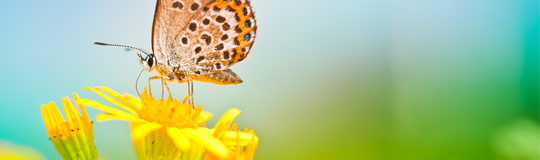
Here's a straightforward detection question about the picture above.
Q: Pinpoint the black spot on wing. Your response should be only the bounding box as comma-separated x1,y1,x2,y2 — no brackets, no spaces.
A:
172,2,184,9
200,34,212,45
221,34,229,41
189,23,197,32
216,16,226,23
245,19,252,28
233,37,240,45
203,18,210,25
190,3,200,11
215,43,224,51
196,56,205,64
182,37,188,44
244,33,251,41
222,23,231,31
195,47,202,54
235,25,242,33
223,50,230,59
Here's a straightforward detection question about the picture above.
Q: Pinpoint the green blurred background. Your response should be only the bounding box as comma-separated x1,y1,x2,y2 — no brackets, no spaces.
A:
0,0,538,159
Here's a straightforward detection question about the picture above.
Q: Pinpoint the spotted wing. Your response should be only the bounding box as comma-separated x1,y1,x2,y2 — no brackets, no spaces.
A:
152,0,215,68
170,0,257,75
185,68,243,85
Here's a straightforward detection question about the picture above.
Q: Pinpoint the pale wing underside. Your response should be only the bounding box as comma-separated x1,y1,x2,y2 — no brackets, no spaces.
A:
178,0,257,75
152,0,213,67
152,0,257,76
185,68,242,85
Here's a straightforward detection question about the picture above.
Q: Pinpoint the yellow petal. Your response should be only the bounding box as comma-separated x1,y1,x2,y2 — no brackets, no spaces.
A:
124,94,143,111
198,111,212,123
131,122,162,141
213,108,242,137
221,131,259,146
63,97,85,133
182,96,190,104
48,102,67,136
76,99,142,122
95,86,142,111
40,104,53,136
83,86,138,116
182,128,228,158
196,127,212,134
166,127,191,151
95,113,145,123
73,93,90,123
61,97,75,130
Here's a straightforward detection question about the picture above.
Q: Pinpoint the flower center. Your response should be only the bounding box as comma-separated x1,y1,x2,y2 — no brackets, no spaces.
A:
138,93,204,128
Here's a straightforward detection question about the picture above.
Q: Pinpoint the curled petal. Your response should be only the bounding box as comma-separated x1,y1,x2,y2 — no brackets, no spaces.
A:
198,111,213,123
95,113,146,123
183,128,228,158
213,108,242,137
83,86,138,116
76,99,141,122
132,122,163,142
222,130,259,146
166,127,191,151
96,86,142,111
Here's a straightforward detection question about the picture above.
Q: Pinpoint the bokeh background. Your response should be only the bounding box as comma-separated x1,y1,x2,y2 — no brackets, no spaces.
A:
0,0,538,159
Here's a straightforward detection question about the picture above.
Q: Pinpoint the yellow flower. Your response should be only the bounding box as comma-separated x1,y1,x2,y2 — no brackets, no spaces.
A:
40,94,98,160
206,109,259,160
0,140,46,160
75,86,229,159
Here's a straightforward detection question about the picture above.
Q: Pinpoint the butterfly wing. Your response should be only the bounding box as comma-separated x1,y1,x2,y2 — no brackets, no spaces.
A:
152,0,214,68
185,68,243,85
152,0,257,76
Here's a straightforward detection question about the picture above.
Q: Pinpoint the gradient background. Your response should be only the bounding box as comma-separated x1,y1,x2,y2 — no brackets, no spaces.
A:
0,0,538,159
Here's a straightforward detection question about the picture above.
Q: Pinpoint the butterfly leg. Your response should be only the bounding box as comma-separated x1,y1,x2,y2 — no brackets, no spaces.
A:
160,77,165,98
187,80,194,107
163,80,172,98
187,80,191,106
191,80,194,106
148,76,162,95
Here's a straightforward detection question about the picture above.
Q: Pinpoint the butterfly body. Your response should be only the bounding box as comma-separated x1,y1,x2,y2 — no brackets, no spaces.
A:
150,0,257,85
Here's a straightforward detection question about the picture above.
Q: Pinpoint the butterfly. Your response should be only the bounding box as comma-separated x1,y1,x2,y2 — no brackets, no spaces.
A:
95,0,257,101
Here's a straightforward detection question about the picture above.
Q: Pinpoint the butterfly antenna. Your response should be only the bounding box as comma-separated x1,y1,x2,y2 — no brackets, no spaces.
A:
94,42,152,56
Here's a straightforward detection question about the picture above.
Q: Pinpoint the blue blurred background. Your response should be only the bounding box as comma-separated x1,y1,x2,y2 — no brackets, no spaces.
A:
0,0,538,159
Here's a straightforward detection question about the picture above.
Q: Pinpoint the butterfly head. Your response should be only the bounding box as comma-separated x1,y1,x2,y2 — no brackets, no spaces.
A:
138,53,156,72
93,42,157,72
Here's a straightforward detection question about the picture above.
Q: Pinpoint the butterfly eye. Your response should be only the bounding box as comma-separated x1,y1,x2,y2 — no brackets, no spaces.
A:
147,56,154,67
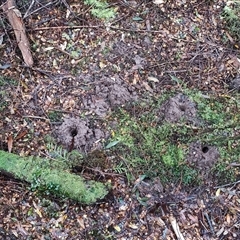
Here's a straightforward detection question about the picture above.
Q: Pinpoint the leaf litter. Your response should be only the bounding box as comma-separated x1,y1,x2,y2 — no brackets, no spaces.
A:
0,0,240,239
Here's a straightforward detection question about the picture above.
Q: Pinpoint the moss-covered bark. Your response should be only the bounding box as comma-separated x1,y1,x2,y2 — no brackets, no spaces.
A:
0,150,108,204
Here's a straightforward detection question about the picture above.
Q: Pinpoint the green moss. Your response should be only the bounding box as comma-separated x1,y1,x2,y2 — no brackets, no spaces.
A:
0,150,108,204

- **DESCRIPTION OF THE TASK**: Keep the pictures out of your copy, and repeat every entry above exactly.

- **TASK RESPONSE**:
Here's a straightforward detection question about the picture above.
Q: Pinpoint the black spot on wing. Your response should be only the bounding box as comma-separated x1,y1,x2,y2 — no brackets, no spaces.
A:
172,2,184,9
200,34,212,45
221,34,229,41
189,23,197,32
216,16,226,23
245,19,252,28
233,37,240,45
203,18,210,25
190,3,200,11
215,43,224,51
196,56,205,64
182,37,188,44
244,33,251,41
222,23,231,31
195,47,202,54
235,25,242,33
223,50,230,59
Here's a straightforward detection question about the picture above.
Q: Pinpoint the green blurred background. Your response should be only the bounding box as comma-separated x1,y1,x2,y2 — no brackets, no spaces.
A:
0,0,538,159
Here's a straightforward detection question about the picture above.
Q: Pinpoint the spotted wing. Your response should be only the bounding box as comma-separated x1,y1,x2,y2 — no brackets, no spaces.
A:
152,0,215,68
170,0,257,75
185,68,243,85
Here's a straightforward detection question about the picture above.
Q: Pinpoint the pale wing underside. Your response should be only the bounding box as comma-separated x1,y1,x2,y2 — no brackets, no spaces.
A:
178,0,257,75
152,0,213,67
152,0,257,76
185,68,242,85
Here's a straightforward detection question about the picture above.
Q: Pinpoint the yellow petal. Your response should be only the bounding box as comma-separated x1,y1,x2,y2 — no brackets, no spaces.
A:
124,94,143,111
198,111,212,123
131,122,162,141
213,108,242,137
221,131,259,146
63,97,85,133
182,96,190,104
48,102,67,136
76,99,142,122
95,86,142,111
40,104,53,136
83,86,138,116
182,128,228,158
196,127,212,134
166,127,191,151
95,113,145,123
73,93,90,123
61,97,75,130
Here's a straightforward detection question about the picture above.
Q: Pinpoint the flower center. Your response should be only the bounding box as comma-separated x1,y1,x2,y2 — no brackets, no spaces.
A:
138,93,204,128
Here's a straightforward detection question about the picture above.
Q: Pinpoint the curled petal. Your response should be only the bounding box as comma-separated x1,y1,x2,y2 — no brackets, no spaces.
A:
198,111,213,123
95,113,146,123
183,128,228,158
213,108,242,137
83,86,138,116
76,99,141,122
132,122,163,142
222,130,259,146
166,127,191,151
96,86,142,111
Here's a straightforward detection question about the picture above.
Q: Pinpoint the bokeh background. Your response should be only the bounding box as comma-separated x1,y1,x2,y2 — no brackets, no spaces.
A:
0,0,538,159
Here's a straightforward detection question about the picture above.
Q: Pinpoint the yellow flower. Your response should be only the bounding box as comma-separated x1,y1,x2,y2 — no brackets, no spaces.
A:
40,94,98,160
206,109,259,160
0,140,46,160
75,86,229,159
Here's a straightforward detection question about the picture above.
Q: Pinpoint the butterfly wing. Your response should be only the bounding box as comma-separated x1,y1,x2,y2 — no brackets, no spaces.
A:
152,0,214,68
185,68,243,85
152,0,257,76
Here's a straightforward detection question about the picture above.
Q: Pinpoint the gradient background. Your response should be only the bounding box as comma-separated x1,y1,x2,y2 — no brackets, no spaces.
A:
0,0,538,159
Here's a straightforward detection question about the picture above.
Q: Pinpoint the butterfly leg. Your response should be only the bounding box as comma-separated x1,y1,x2,y2 — no brackets, no spaces.
A:
160,77,165,98
187,80,194,107
163,80,172,98
187,80,191,106
191,80,194,106
148,76,162,95
Here's a straightforward detection question about the picture above.
Q: Pinpoint the butterfly body. Your response should be only the bounding box as comma-separated x1,y1,x2,y2 — no brackets, no spaces.
A:
150,0,257,85
Here's a straightforward detection question about the picture above.
Q: Pinpoint the butterfly. Your response should be only the bounding box as comma-separated x1,y1,x2,y2 — no brackets, no spaces.
A:
95,0,257,101
Here's a straightforward detection question about the picture above.
Q: Pinpoint the butterfly antenna. Your response should be only the bounding box as comma-separated x1,y1,x2,y2 — no brackets, no spaces.
A:
94,42,152,56
Here's a straightforward detection question about the picture above.
Q: Pinpoint the blue blurred background. Your response should be only the bounding box as comma-separated x1,y1,x2,y2 — no brackets, no spaces.
A:
0,0,538,159
Here's a straightforward detection question about the picture above.
Q: Pinpoint the butterfly head. Your response should be only the bounding box as comma-separated x1,y1,x2,y2 — no brackets, no spaces.
A:
138,53,156,72
93,42,157,72
Here's a straightforward detection question about the picture above.
Q: Pinpoint the butterfly eye. Your response should be only the bounding box as comma-separated x1,y1,x2,y2 — no brackets, no spaces.
A:
147,56,154,67
Here's a straightforward detection question about the picture above.
Q: Pinpoint the leaf litter. Your response should be only the bounding box as comma-separated x1,y1,x2,y2 — no brackets, no spaces.
A:
0,0,240,239
Here's a straightforward detection question about the picture above.
Q: Pinpoint the moss-covered bark. Your response should be only the bounding box as comma-separated x1,y1,x2,y2 — no brackets, no spaces.
A:
0,150,108,204
Here's a straightforward detection question about the picture above.
Q: Pinpoint the green moss. Your response should be only the bounding box as comma-separated x1,y1,x2,y2 — no brackets, no spaces.
A:
0,150,108,204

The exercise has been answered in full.